#### [Records for the task]
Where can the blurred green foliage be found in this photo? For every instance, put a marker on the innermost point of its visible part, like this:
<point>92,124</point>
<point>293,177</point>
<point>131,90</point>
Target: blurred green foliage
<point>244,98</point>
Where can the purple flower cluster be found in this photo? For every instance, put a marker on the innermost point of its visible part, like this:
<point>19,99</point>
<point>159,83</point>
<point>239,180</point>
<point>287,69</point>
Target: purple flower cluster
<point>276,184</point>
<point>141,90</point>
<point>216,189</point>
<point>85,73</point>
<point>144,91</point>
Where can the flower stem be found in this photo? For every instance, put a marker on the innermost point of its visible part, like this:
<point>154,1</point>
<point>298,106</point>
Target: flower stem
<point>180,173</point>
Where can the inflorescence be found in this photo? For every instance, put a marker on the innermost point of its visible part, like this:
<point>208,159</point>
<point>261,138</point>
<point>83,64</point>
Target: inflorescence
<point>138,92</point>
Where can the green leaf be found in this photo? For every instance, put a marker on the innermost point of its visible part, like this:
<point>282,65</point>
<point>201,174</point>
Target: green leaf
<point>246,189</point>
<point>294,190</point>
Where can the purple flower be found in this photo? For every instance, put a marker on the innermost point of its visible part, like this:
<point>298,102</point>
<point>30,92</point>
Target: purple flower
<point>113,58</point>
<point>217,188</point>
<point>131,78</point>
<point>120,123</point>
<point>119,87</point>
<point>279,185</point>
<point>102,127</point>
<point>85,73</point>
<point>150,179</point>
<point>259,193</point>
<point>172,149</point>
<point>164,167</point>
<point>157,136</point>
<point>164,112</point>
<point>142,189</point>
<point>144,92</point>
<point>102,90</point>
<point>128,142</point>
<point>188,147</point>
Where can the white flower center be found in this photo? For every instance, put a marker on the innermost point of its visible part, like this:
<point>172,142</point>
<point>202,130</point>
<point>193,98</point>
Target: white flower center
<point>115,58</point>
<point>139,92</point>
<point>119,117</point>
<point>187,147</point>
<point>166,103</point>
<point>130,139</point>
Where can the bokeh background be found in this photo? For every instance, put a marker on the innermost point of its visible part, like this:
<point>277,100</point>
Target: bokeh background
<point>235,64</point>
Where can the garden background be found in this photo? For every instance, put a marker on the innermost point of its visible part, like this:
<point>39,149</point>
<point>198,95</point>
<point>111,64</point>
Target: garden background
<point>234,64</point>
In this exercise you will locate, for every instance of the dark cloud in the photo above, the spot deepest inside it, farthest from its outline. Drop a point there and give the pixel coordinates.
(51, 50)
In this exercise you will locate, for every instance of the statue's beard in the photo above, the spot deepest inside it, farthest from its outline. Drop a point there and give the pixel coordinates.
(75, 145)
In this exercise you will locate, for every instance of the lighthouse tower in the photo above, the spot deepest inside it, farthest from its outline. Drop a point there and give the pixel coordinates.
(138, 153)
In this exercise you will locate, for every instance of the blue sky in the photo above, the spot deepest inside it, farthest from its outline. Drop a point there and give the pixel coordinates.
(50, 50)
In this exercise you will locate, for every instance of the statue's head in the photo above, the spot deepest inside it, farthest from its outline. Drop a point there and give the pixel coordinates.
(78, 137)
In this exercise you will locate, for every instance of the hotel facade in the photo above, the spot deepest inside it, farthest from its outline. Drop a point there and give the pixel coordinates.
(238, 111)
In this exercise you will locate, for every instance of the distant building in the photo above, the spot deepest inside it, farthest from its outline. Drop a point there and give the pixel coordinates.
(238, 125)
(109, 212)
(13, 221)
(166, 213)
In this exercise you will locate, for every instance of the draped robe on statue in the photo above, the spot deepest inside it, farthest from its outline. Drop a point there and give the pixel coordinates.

#### [Work instructions]
Your task is to repeat each line of the material exactly.

#### [Completed exercise]
Where can the blurred green foliage be found in this photo? For every instance, put a marker on the innermost point of its visible part, like this:
<point>92,124</point>
<point>293,177</point>
<point>131,90</point>
Target: blurred green foliage
<point>244,98</point>
Where can the purple flower cluster be found in this photo? For every instance, put a marker on the innermost point of its visible part, like this:
<point>19,99</point>
<point>159,83</point>
<point>239,180</point>
<point>287,69</point>
Target: purple flower cluster
<point>276,184</point>
<point>141,90</point>
<point>216,189</point>
<point>85,73</point>
<point>144,91</point>
Where can the flower stem be found in this photo? For every instance, put a marker on the innermost point of its visible part, like this:
<point>154,1</point>
<point>298,106</point>
Target: flower stem
<point>180,173</point>
Where can the inflorescence be found in this photo? For every instance, put a marker on the innermost point of its visible part, like this:
<point>208,159</point>
<point>261,138</point>
<point>83,64</point>
Target: inflorescence
<point>138,92</point>
Where can the green leaf be found in this photo? For every instance, put a marker on the innermost point of its visible part, like this:
<point>282,65</point>
<point>201,174</point>
Target: green leaf
<point>246,189</point>
<point>294,190</point>
Where can the purple flower be found in this photo? For every instance, put a marker on the innermost point of its visible part, like this:
<point>298,102</point>
<point>30,92</point>
Target: purple flower
<point>113,58</point>
<point>217,188</point>
<point>131,78</point>
<point>120,123</point>
<point>119,87</point>
<point>279,185</point>
<point>102,127</point>
<point>85,73</point>
<point>150,179</point>
<point>259,193</point>
<point>172,149</point>
<point>164,167</point>
<point>157,136</point>
<point>164,112</point>
<point>142,189</point>
<point>144,92</point>
<point>102,90</point>
<point>128,142</point>
<point>188,147</point>
Where can the white flower center be found in this photo? For every instance, put a marker on the innermost point of its visible part, like this:
<point>172,142</point>
<point>202,130</point>
<point>193,98</point>
Target: white flower center
<point>115,58</point>
<point>139,92</point>
<point>119,117</point>
<point>187,147</point>
<point>166,103</point>
<point>130,139</point>
Where can the bokeh background be found in this photo? For every instance, put a marker on the innermost point of its visible part, like this:
<point>277,100</point>
Target: bokeh background
<point>235,64</point>
Where can the garden background be found in this photo? For every instance, put a marker on the innermost point of its visible part, like this:
<point>39,149</point>
<point>198,95</point>
<point>111,64</point>
Target: garden background
<point>234,64</point>
In this exercise you will locate, for every instance of the dark cloud in the photo above, the spot deepest inside it, farthest from its outline. Drop a point there and give the pixel coordinates.
(51, 50)
In this exercise you will locate, for every instance of the statue's beard in the photo above, the spot deepest inside it, farthest from its outline. Drop a point there and give the pixel coordinates.
(75, 145)
In this exercise you will locate, for every instance of the lighthouse tower in the photo above, the spot deepest inside it, farthest from its outline. Drop a point there and give the pixel coordinates.
(138, 153)
In this exercise you will locate, for every instance of the blue sky in the photo above, the spot deepest inside it, farthest from its outline. Drop a point there and give the pixel coordinates.
(50, 50)
In this exercise you will locate, for every instance of the statue's head in the photo above, the spot deepest inside it, farthest from its outline. Drop a point there and give the pixel coordinates.
(78, 137)
In this exercise you will locate, for every instance of the hotel facade in the photo above, the spot deepest inside it, farthest from its outline. Drop a point there and give the pixel coordinates.
(238, 111)
In this exercise you will locate, for every instance of the distant building in the photo above, the spot deepest inside it, farthest from its outline. Drop a point there and give the pixel coordinates.
(238, 125)
(109, 212)
(13, 221)
(166, 213)
In this exercise you will locate, for every instance of the draped robe on statue in the photo above, the spot deepest inside it, farthest from its outline. Drop a point there and give the pixel coordinates.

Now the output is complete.